> Aim a: Count the lines in the rows below that contain the string "headset". Reply with the number alone.

Get familiar with this technology now. Originally designed for managing digital currency, it's well on its way to adoption as a means of tracking supply chain transactions.

Before we get into any discussion about blockchain, let me say right up front that I am no technical expert, nor am I especially knowledgeable about finance. I won't profess, either, to fully understanding how blockchain works. But I do recognize that some very astute, respected analysts and a host of technology providers believe that blockchain has the potential to fundamentally change the way global supply chains share information and conduct transactions. That idea is very quickly gaining momentum. For that reason, it's important to be aware of what blockchain is and to start investigating, if you haven't already, how it might benefit your company.

Blockchain technology originally was developed for managing payments in digital currencies like Bitcoin. As finance executive Enrico Camerinelli explains in the CSCMP's Hot Topics publication "Blockchain in the Supply Chain," it is basically a database that runs across a global network of independent computers. It serves as an open ledger, where every transaction on the network is recorded and available for all participants to see and verify. By providing a common view, a blockchain eliminates the need to transfer information between organizations through such things as e-mails, spreadsheets, and direct electronic connections, and it helps to reconcile any differences in data between suppliers and customers. Importantly, the database is immutable; in other words, it cannot be changed without all participants' agreement.


Experts believe there are many ways blockchain technology could be applied in global supply chains. For a useful overview of that topic, I recommend the Harvard Business Review article "Global Supply Chains Are About to Get Better, Thanks to Blockchain." The authors, both digital currency experts, also include a clear explanation of blockchain's advantages and potential roadblocks to adoption.

We've published a couple of articles on this topic ourselves. In "Why blockchain is not just for banks," Alexander van Tuyll van Serooskerken, a senior management consultant at the technology services and consulting firm Synechron, offered some examples of how organizations such as exporters, importers, insurance companies, and credit rating agencies could benefit from being part of a blockchain. However, he argues, nobody will gain the full benefit of blockchain unless everyone in a supply chain participates.

> Record set:

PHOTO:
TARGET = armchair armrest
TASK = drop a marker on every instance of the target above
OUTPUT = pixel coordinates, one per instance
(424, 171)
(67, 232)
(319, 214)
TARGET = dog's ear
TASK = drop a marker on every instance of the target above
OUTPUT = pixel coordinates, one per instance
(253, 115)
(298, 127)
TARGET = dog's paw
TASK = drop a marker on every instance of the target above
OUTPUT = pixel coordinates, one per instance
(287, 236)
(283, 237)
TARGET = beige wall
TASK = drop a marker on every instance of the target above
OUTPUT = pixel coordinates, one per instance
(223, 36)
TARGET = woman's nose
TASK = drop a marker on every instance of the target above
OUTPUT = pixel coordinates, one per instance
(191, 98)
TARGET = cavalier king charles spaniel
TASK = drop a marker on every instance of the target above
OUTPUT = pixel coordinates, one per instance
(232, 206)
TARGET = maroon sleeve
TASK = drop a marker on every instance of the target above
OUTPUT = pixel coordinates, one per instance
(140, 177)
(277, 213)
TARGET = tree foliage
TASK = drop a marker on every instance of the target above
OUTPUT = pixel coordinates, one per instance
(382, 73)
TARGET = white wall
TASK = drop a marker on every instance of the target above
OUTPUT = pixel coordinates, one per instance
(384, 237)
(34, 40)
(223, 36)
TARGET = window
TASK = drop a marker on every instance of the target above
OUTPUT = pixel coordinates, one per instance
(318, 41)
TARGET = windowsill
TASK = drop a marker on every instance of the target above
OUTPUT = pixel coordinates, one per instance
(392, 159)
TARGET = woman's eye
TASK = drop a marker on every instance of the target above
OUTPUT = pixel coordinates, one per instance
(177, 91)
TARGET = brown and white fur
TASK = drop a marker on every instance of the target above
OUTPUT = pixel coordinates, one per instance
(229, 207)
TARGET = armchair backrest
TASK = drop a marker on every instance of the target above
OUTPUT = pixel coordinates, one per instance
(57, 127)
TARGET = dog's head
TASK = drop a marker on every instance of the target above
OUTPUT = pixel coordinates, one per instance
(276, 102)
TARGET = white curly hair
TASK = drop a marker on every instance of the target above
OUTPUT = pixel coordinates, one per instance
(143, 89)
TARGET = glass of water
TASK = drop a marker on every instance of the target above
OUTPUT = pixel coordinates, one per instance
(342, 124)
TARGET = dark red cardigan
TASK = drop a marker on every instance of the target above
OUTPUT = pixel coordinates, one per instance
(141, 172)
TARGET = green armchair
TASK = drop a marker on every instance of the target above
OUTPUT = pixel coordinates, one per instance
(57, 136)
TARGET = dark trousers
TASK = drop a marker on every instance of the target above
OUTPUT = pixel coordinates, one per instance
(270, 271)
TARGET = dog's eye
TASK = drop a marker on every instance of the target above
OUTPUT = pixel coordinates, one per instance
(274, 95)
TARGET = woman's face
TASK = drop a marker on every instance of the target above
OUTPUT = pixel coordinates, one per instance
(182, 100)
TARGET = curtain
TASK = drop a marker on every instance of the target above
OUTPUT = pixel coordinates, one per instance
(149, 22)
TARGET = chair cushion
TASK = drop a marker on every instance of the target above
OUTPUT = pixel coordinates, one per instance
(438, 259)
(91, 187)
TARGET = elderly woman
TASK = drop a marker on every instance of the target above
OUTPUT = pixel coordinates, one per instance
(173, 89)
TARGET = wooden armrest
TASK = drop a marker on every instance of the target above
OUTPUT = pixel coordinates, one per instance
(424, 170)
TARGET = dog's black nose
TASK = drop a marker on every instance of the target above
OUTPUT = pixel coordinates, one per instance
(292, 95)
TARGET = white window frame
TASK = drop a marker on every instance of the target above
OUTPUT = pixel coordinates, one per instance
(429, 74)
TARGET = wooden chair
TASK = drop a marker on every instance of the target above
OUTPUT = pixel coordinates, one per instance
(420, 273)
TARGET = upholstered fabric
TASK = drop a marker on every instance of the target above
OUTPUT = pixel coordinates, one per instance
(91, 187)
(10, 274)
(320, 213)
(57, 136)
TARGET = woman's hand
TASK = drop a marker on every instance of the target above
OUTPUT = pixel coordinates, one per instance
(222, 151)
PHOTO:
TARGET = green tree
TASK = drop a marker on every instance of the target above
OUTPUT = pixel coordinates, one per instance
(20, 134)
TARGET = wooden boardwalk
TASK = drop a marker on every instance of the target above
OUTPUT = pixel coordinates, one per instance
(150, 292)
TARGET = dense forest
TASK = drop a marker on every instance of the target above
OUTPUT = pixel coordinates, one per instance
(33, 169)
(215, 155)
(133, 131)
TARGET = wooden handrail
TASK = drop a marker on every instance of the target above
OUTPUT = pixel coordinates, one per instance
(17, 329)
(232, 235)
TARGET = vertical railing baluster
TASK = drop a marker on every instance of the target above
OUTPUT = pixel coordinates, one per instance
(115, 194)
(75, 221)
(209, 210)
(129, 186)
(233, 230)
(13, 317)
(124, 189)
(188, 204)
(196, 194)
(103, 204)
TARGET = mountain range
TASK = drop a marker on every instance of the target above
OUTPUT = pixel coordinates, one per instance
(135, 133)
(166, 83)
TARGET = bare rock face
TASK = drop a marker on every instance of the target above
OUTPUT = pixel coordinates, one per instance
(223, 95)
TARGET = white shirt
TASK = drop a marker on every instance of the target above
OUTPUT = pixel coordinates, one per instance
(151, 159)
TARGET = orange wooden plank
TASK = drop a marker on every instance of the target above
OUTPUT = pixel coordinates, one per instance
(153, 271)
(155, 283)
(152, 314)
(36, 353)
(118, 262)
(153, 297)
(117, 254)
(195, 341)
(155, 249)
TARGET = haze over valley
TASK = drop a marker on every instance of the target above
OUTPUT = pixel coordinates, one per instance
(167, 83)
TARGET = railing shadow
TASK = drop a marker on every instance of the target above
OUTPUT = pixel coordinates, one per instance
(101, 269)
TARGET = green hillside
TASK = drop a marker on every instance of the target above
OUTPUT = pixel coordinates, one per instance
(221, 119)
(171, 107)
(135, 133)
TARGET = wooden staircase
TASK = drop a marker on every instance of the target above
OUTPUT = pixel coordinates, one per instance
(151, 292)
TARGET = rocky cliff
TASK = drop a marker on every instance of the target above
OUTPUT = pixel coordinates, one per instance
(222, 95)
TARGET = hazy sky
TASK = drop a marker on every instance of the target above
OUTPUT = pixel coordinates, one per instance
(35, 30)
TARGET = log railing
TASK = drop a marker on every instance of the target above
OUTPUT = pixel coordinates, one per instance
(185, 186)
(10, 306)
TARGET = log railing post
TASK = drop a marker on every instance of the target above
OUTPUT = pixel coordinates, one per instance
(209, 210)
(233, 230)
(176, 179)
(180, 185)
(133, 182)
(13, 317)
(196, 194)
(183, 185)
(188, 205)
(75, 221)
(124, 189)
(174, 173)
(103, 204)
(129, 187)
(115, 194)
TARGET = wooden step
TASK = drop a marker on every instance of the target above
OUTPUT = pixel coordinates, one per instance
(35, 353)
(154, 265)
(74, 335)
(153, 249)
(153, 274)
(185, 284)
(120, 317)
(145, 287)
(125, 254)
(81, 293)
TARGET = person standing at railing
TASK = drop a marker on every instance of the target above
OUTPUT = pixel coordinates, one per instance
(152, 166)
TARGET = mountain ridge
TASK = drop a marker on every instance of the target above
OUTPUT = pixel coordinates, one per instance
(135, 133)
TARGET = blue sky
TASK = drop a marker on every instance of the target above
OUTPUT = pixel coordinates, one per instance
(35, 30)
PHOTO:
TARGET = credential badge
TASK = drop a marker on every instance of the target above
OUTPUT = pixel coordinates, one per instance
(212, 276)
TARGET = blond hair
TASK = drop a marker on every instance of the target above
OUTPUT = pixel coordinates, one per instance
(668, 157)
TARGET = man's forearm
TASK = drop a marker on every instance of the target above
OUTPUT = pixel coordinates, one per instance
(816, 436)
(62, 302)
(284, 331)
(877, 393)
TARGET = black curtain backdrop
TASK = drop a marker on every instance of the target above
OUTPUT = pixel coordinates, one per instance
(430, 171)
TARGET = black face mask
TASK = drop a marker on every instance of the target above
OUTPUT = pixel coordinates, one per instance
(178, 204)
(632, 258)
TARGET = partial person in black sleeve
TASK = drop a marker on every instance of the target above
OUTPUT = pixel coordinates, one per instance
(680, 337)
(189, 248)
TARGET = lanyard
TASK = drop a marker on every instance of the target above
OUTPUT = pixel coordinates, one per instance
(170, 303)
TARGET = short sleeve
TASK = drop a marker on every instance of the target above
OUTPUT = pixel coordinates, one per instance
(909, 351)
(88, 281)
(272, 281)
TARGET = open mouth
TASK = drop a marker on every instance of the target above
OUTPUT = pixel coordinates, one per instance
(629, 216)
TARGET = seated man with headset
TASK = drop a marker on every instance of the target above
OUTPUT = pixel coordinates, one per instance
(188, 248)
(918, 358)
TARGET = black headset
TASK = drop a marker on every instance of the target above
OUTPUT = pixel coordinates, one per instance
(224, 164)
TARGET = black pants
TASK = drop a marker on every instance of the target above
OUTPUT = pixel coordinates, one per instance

> Aim b: Reproduce the stretch of the blockchain passage from "Get familiar with" through "supply chain transactions.".

> Full response a: 2

> Full response b:
Get familiar with this technology now. Originally designed for managing digital currency, it's well on its way to adoption as a means of tracking supply chain transactions.